So let’s throw all that out because I’m stupid. Remember that thing I said I wasn’t fucking doing? I’m still not fucking doing that. I am, however, digging up that old textbook to see how Gauss fucking did this, which means I basically am fucking doing that with just article 354. So he starts from the conclusion that the respective sums of the odd powers and the even powers of the primitive root must be the solutions to a quadratic equation over the rationals. That more or less follows from what I said above (when you consider that the sums must be fixed), and it’s a scalable algorithm, so yay. So he comes up with the formula x^2 + x - 4 for the two sums - by FIMO, the middle term is the negative sum of the two roots, which would be the negative sum of all the compass points (bar +1), which would obviously be -1 since with +1 they would all add up to zero, then multiply by -1 to get +1. The next one, which is the product of the sums, is a bit trickier, and uses a technique he introduces in article 349.
This technique involves the use of “Newton sums,” which you might remember from high school. (I don’t know. I never went to high school. I only heard of them when I had to look them up after their use in article 341.) Even if you don’t know the roots, you can find the sum of their nth powers using the coefficients and the lower such sums - assuming the coefficient of the highest-degree term is 1, then the sum of the roots will, as before, always be the negative of the second. From there, the sum of the squares will be the negative sum of the second-highest-degree term’s coefficient times the first sum and twice the third-highest-degree coefficient, the sum of the cubes will be the negative sum of the second-highest-degree coefficient’s term by the sum of the squares, the third-highest-degree coefficient’s term by the first sum, and thrice the fourth-highest-degree coefficient, and so on. From here the coefficients can be worked out one by one using the previous and the fact that the powers of the individual terms can be found by starting at the 2nd, 3rd, whateverth element of the Gaussian period (the sums).

SUPPLIED ENTRIES –
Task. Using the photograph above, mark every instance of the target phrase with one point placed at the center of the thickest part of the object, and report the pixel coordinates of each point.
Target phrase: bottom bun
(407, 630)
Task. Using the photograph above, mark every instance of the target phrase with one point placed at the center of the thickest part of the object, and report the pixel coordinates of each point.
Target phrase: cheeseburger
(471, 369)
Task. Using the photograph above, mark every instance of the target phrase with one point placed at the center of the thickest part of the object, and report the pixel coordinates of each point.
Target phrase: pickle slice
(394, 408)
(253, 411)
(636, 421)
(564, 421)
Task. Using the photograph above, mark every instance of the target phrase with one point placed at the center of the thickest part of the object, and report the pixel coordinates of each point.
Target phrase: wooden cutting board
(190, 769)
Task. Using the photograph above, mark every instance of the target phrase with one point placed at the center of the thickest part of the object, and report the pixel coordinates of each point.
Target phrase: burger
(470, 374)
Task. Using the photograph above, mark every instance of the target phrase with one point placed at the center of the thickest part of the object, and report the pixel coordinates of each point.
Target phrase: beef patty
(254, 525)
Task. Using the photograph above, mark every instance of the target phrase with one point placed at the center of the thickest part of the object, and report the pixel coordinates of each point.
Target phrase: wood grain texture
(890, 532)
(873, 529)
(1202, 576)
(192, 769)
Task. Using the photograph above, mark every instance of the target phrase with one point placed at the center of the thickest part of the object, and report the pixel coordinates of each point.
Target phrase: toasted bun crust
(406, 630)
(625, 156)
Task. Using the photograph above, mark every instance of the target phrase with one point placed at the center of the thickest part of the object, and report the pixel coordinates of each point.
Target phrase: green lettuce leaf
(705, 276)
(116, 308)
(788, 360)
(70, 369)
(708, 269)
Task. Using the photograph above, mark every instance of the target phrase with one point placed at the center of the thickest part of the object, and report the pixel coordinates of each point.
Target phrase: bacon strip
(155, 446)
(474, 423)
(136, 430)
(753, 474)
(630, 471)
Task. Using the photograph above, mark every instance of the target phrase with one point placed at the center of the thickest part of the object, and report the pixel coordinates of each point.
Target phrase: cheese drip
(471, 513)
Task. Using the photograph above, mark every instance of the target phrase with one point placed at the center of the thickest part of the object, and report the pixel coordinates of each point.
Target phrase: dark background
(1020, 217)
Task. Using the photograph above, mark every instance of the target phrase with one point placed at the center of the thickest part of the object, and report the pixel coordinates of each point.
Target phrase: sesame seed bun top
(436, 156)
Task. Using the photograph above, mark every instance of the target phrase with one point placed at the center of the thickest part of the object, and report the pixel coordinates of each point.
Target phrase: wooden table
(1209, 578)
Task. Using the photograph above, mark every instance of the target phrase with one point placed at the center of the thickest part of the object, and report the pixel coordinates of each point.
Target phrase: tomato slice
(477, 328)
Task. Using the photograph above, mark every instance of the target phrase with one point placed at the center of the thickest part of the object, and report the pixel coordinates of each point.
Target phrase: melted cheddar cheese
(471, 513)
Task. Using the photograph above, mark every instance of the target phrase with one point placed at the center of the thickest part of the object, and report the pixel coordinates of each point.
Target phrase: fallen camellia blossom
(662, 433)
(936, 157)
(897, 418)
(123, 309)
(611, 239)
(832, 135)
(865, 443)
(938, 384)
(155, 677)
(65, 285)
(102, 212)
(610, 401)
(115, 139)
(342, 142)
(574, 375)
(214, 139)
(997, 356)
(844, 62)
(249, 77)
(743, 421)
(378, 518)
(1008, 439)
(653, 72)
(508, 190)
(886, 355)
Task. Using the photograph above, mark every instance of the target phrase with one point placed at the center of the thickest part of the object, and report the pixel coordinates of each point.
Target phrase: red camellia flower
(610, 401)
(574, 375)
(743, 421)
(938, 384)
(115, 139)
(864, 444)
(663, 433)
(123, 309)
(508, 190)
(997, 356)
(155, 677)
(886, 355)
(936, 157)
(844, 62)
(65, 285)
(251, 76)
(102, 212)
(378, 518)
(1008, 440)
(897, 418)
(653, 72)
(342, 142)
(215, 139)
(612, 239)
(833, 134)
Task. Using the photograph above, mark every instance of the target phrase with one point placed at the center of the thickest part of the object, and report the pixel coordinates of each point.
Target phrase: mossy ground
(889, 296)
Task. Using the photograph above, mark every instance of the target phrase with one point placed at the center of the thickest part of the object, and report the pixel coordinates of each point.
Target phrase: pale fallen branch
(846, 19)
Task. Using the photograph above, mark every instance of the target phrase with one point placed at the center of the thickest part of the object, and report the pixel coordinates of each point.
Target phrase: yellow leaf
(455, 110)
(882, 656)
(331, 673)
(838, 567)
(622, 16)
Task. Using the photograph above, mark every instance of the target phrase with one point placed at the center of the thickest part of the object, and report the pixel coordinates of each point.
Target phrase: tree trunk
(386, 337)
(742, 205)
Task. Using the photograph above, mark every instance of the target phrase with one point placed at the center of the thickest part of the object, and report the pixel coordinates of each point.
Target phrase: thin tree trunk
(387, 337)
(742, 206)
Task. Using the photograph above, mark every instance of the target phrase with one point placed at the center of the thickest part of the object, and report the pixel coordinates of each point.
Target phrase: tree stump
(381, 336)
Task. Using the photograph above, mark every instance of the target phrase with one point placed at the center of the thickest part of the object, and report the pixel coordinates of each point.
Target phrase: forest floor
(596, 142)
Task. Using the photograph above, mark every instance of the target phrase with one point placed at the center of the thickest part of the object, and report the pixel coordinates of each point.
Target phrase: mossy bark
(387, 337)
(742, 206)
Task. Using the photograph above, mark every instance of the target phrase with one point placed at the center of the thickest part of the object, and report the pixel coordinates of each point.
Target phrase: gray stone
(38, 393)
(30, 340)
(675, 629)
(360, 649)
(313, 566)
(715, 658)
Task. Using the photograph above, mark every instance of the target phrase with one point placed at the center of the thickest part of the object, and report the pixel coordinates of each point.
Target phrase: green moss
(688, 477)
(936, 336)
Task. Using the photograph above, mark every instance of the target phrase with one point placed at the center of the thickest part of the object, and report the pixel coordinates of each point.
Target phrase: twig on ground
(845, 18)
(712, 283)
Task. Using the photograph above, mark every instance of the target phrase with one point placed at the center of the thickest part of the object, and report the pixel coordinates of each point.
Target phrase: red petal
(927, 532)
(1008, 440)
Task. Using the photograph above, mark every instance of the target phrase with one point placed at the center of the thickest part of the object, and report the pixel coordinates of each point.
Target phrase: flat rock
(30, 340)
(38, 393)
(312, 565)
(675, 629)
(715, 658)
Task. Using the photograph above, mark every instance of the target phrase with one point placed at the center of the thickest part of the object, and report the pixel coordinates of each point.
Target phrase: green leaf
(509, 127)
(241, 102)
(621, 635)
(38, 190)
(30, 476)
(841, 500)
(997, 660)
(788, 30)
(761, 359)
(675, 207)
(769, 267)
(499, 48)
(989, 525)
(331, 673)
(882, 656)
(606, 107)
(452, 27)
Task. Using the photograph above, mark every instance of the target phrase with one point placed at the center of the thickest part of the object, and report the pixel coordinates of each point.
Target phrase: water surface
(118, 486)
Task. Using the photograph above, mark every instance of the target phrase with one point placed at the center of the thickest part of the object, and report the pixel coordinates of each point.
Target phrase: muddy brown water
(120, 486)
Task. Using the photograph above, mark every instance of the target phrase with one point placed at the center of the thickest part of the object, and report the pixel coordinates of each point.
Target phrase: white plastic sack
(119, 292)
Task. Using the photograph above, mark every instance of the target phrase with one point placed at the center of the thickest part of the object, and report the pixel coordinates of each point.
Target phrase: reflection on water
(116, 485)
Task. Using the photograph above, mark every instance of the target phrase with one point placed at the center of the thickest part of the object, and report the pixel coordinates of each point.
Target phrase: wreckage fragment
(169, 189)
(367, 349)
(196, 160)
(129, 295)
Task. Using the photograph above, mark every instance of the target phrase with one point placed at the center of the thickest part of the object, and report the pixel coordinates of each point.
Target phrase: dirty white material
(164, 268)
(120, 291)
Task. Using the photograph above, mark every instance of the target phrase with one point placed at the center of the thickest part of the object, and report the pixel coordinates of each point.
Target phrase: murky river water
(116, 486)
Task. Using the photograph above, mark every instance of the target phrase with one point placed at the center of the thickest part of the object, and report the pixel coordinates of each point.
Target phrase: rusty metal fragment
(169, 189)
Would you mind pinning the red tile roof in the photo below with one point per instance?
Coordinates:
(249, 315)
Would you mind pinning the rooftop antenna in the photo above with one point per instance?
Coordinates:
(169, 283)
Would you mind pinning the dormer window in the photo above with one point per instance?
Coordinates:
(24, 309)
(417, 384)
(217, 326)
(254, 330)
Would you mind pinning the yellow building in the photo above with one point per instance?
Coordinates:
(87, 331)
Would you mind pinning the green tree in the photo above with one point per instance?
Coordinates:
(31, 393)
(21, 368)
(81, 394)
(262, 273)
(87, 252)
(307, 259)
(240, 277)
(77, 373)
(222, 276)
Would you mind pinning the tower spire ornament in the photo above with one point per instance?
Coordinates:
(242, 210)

TASKS TO PERFORM –
#1 Return each line of the records that contains the string "slice".
#2 Please pick up the passage about Gauss and Newton sums and continue it from its last sentence.

EXERCISE RESPONSES –
#1
Target phrase: pickle slice
Target phrase: tomato slice

#2
I really should keep going from there, but I realize now that I’ve completely failed in what was originally my mission in this meditation, if not before, certainly at the point where I linked five hundred pages of Latin. So I’ll go the whole hog and pseudocode this fucker here and now. Except Tumblr formatting makes it pretty much impossible to pseudocode in any quasilanguage other than ±LISP, so I’ll do that. But first, a bit of þe olde BotE.
Start by working out the primitive root, obvs. Not sure how exactly to do that, get to that later. Shouldn’t be that hard. (...oh. It’s always 3. Well, that was a piece of piss.) Then start work on the polynomials, which will all be quadratic polynomials, which will always start with x^2. Add up the targets and multiply by -1 to get the second term. The third is the product of the targets, which you can work out by adding up the powers from the starting point. This incidentally can be seen by symmetry (and the fact that you’re not going to get to the unit by adding 1 to any odd power of 3) to always start out with x^2 + x - (p-1)/4. So I briefly considered “coding” it in human language, but I decided not to bother, and instead I’m going to skip straight to the invisible part where I write a ±LISP program.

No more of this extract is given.